GIVEN INSTRUCTION 1
From the forum post about the 555 oscillator, copy word for word the passage that begins at "The post refers" and stops after "with the 555.".
GIVEN INSTRUCTION 2
In the forum post about the 555 oscillator, why did the poster need the 555 IC?

SOURCE

====

The post refers to the 555 oscillator IC. I needed
that because the CW requires AC while the lithium
batteries put out DC. The 555 provides a simple
lightweight method for converting DC to AC:
DC to AC Inverter with the 555.
http://www.uoguelph.ca/~antoon/circ/555dcac.html
Bob Clark
Post to www.powerlabs.org:
*************************************************
RGClark
Joined: 11 May 2005
Posts: 20
Posted: Fri Jul 01, 2005 9:48 pm
...
You're right about the problem of getting up to
kilovolt ranges. I wasn't taking into account the size
increase of the CW circuit in relation to the voltage
multiplication. For instance this page shows you need
to increase the number of stages to increase the
voltage multiplication:
Cockroft Walton Voltage Multipliers.

====

DATA SECTION
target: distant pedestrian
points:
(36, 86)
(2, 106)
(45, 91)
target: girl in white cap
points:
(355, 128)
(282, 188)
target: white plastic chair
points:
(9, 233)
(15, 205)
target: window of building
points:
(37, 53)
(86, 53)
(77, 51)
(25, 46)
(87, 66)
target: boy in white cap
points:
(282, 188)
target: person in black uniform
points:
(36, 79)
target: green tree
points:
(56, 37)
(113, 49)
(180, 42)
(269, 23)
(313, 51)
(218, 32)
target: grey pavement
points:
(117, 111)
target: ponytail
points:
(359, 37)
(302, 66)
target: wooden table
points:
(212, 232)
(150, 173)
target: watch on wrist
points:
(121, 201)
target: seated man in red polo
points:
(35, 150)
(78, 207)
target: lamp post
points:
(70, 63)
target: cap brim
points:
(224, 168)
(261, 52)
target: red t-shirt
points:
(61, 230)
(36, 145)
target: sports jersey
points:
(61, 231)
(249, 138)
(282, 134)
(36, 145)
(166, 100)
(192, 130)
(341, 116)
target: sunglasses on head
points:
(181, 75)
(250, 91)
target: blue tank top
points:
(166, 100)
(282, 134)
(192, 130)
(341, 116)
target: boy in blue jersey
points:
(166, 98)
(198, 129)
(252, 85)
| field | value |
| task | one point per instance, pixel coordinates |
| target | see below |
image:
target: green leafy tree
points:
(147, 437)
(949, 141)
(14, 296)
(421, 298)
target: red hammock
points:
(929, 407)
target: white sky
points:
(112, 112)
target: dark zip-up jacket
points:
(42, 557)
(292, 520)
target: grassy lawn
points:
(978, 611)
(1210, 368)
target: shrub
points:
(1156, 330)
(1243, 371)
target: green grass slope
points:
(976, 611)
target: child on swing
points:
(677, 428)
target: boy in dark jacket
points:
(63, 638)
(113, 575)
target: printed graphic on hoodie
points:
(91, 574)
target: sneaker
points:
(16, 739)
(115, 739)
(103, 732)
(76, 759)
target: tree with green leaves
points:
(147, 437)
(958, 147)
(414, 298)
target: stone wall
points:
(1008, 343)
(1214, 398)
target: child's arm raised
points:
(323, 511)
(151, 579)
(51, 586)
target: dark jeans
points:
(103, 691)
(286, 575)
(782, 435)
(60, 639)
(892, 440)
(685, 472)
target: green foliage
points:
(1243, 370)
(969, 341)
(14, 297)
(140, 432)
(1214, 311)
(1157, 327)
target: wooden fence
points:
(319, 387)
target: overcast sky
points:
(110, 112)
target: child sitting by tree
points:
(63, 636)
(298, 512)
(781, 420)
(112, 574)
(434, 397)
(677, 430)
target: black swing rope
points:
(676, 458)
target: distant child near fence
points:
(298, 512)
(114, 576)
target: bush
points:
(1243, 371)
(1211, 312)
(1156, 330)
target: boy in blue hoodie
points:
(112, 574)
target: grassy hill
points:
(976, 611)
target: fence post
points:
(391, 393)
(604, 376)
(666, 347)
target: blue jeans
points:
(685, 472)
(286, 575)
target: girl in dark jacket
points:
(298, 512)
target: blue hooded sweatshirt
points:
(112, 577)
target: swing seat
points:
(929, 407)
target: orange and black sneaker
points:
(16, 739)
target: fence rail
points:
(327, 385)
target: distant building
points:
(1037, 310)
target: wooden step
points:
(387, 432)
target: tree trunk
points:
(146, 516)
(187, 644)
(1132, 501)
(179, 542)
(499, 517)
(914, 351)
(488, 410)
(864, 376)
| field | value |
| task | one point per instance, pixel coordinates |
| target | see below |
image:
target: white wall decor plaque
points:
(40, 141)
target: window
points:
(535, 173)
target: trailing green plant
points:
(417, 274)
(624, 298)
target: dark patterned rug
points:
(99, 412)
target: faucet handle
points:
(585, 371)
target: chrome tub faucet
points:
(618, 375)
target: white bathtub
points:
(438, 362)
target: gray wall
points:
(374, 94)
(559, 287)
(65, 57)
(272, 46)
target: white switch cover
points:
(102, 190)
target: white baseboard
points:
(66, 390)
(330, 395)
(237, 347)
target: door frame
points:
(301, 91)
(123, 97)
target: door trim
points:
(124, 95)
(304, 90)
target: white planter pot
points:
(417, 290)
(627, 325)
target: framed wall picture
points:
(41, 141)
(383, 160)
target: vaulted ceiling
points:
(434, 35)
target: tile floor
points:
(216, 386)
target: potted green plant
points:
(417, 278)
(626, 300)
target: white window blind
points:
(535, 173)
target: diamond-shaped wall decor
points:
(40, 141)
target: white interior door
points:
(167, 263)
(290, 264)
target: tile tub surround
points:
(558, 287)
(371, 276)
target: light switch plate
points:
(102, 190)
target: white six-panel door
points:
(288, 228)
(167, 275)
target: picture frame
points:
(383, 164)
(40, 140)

====

OUTPUT 1
The post refers to the 555 oscillator IC. I needed
that because the CW requires AC while the lithium
batteries put out DC. The 555 provides a simple
lightweight method for converting DC to AC:
DC to AC Inverter with the 555.

OUTPUT 2
The CW circuit requires AC, but the lithium batteries put out DC. The 555 offers a simple, lightweight way to convert DC to AC.